Anweisung A. Zitieren Sie bitte aus dem Textausschnitt über Ursula Cyriax die Stelle zwischen "Nach zwei Stunden" und "Menschen drei Leben.", beide eingeschlossen.
Anweisung B. Stimmen diese Aussagen mit dem Textausschnitt über Ursula Cyriax überein? Antworten Sie jeweils mit Ja oder Nein und führen Sie die entscheidenden Worte des Textausschnitts wörtlich an: (i) Ursula Cyriax wohnt in einer Altbauwohnung in Schöneberg. (ii) An der Wand ihrer Wohnung lehnt eine schwarze E-Gitarre. (iii) Ursula Cyriax ist 62 Jahre alt.

Textausschnitt.

________

Künstlerin und Glückstrainerin Ursula Cyriax über Forschung und Glücksunterricht.

Nach zwei Stunden mit Ursula Cyriax schwirrt einem ein wenig der Kopf. Befragt nach ihrer Arbeit als Glückstrainerin, wie sie dazu kam und was sie mit ihrer Arbeit als Künstlerin und Designerin zu tun hat, sprudelt es nur so aus ihr heraus. Die schöne Frau mit den langen roten Haaren sitzt am Esstisch ihrer großen Schöneberger Altbauwohnung, die ein wenig anmutet wie ein Museum für Besonderes und Skurriles – angefüllt mit eigenen Werken und denen befreundeter Künstler, alten Fotos, ausgestopften Tieren, bunten Glasvasen und einer weißen E-Gitarre, die lässig an der Wand lehnt. Ausladend gestikulierend beginnt Ursula einen Satz mit einem Thema, hat einen plötzlichen Geistesblitz, schiebt lachend eine Anekdote ein, um schließlich bei einem ganz anderen Thema zu landen. Aus dem, was die 62-jährige so erlebt hat, machen andere Menschen drei Leben.

________

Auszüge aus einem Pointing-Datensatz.

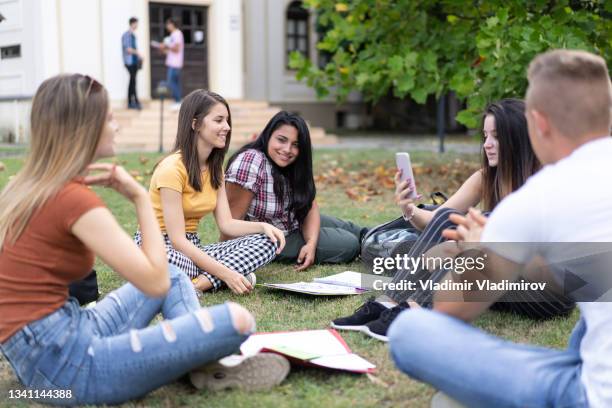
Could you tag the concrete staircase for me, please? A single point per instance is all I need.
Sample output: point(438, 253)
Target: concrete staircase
point(140, 130)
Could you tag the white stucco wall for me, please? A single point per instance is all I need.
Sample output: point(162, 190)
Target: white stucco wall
point(225, 57)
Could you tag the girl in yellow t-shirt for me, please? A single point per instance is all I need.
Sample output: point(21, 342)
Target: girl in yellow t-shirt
point(188, 184)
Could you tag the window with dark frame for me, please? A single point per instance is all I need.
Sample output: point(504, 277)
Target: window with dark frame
point(297, 32)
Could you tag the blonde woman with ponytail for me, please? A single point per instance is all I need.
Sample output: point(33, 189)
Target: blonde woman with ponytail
point(51, 228)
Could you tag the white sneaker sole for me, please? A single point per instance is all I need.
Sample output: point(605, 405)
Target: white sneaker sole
point(364, 329)
point(259, 372)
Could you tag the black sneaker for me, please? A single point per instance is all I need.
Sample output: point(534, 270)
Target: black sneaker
point(379, 327)
point(367, 312)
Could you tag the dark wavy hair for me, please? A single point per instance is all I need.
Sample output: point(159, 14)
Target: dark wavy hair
point(516, 158)
point(298, 174)
point(196, 106)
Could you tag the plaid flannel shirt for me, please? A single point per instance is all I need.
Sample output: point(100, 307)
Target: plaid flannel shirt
point(252, 171)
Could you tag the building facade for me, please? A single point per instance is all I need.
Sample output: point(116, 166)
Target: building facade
point(237, 48)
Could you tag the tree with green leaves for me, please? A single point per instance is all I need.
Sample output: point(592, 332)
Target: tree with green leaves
point(477, 49)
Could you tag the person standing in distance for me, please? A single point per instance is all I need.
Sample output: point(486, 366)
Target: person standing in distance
point(174, 47)
point(132, 60)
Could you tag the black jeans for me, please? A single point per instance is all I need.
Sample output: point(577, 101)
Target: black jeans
point(132, 98)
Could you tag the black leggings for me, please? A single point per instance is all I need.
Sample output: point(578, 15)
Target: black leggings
point(532, 304)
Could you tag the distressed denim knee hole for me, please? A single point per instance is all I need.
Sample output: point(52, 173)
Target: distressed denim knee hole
point(135, 341)
point(206, 323)
point(168, 332)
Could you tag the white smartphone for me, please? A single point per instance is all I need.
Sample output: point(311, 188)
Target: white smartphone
point(403, 163)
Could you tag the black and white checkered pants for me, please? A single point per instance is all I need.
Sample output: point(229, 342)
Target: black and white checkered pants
point(243, 255)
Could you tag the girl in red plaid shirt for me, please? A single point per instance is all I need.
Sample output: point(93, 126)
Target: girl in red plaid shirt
point(270, 180)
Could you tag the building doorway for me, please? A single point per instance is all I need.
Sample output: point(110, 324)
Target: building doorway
point(193, 22)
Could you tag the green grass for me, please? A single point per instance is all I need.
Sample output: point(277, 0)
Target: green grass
point(275, 310)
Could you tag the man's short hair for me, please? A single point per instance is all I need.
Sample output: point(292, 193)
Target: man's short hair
point(572, 88)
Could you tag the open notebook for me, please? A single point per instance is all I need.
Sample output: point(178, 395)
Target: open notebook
point(321, 348)
point(345, 283)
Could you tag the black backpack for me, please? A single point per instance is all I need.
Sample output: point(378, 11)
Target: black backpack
point(394, 237)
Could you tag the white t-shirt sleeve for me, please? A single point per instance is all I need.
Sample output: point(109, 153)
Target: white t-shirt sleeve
point(515, 227)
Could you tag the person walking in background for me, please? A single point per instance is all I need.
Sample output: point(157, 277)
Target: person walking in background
point(174, 46)
point(132, 60)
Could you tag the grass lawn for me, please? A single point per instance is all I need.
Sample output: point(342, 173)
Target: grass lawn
point(354, 185)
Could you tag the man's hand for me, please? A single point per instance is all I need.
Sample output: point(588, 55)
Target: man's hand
point(306, 257)
point(469, 227)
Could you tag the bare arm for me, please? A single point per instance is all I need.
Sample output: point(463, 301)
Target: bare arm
point(239, 200)
point(310, 231)
point(145, 268)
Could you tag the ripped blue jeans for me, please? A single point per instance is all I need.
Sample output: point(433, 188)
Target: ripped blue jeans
point(109, 354)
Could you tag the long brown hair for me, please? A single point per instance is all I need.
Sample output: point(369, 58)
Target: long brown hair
point(68, 116)
point(516, 159)
point(196, 106)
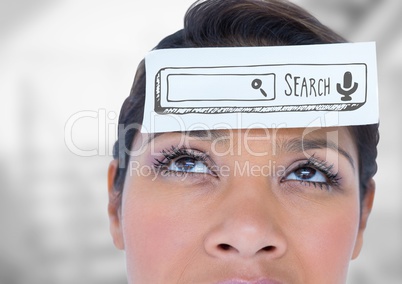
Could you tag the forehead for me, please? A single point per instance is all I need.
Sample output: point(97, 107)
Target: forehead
point(327, 133)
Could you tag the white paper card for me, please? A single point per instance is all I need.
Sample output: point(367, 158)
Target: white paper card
point(261, 87)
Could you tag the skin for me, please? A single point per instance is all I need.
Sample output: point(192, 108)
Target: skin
point(262, 225)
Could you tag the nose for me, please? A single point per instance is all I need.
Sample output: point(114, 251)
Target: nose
point(248, 225)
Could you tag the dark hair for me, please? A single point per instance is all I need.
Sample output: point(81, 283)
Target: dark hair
point(232, 23)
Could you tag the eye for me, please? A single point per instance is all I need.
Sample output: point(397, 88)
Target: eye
point(187, 164)
point(307, 174)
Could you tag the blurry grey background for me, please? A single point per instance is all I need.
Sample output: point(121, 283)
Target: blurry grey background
point(62, 57)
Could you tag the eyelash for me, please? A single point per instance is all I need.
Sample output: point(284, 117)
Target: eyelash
point(174, 153)
point(322, 166)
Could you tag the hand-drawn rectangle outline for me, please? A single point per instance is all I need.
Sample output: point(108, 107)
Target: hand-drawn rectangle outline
point(347, 106)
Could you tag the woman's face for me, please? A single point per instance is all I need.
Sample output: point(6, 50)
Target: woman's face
point(240, 206)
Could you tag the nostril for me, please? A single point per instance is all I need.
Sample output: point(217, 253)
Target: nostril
point(224, 247)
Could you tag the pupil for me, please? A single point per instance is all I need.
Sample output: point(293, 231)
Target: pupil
point(185, 164)
point(305, 173)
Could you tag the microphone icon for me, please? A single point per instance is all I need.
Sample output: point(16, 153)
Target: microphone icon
point(347, 89)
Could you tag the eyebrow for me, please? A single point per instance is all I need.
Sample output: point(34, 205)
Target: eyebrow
point(303, 144)
point(287, 145)
point(200, 134)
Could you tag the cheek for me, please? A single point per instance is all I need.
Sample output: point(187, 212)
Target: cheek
point(328, 245)
point(156, 237)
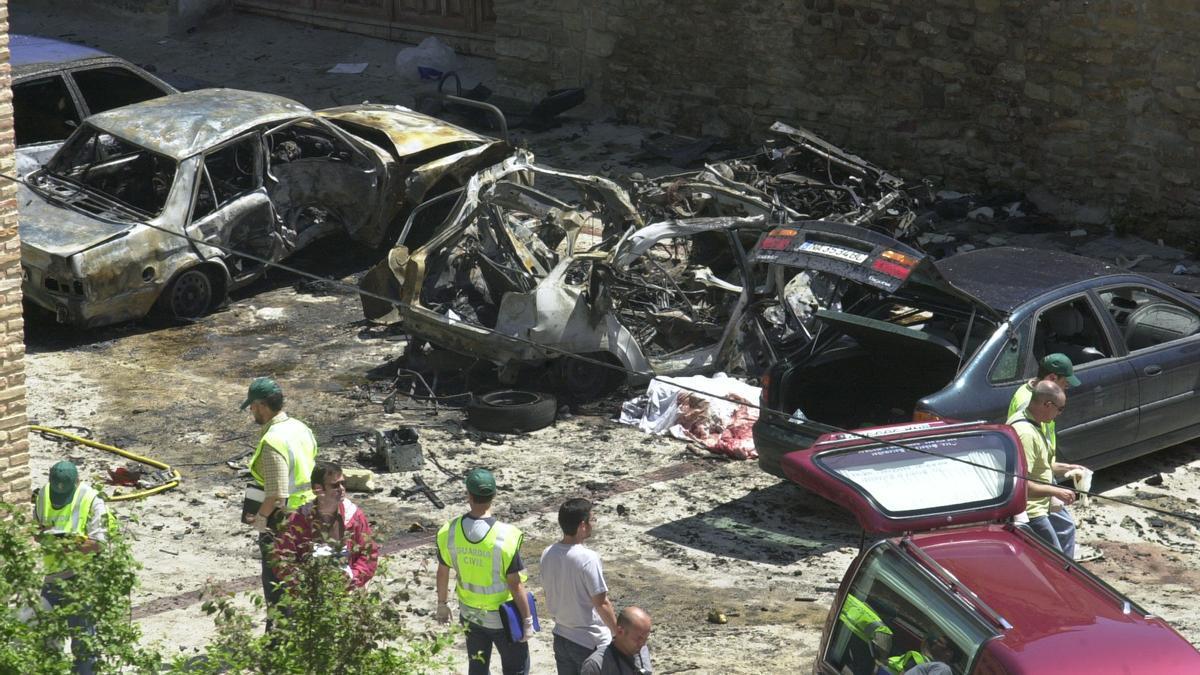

________

Schriftliche Antwort A.
Nach zwei Stunden mit Ursula Cyriax schwirrt einem ein wenig der Kopf. Befragt nach ihrer Arbeit als Glückstrainerin, wie sie dazu kam und was sie mit ihrer Arbeit als Künstlerin und Designerin zu tun hat, sprudelt es nur so aus ihr heraus. Die schöne Frau mit den langen roten Haaren sitzt am Esstisch ihrer großen Schöneberger Altbauwohnung, die ein wenig anmutet wie ein Museum für Besonderes und Skurriles – angefüllt mit eigenen Werken und denen befreundeter Künstler, alten Fotos, ausgestopften Tieren, bunten Glasvasen und einer weißen E-Gitarre, die lässig an der Wand lehnt. Ausladend gestikulierend beginnt Ursula einen Satz mit einem Thema, hat einen plötzlichen Geistesblitz, schiebt lachend eine Anekdote ein, um schließlich bei einem ganz anderen Thema zu landen. Aus dem, was die 62-jährige so erlebt hat, machen andere Menschen drei Leben.

Schriftliche Antwort B.
(i) Ja: „ihrer großen Schöneberger Altbauwohnung“
(ii) Nein: „einer weißen E-Gitarre, die lässig an der Wand lehnt“
(iii) Ja: „die 62-jährige“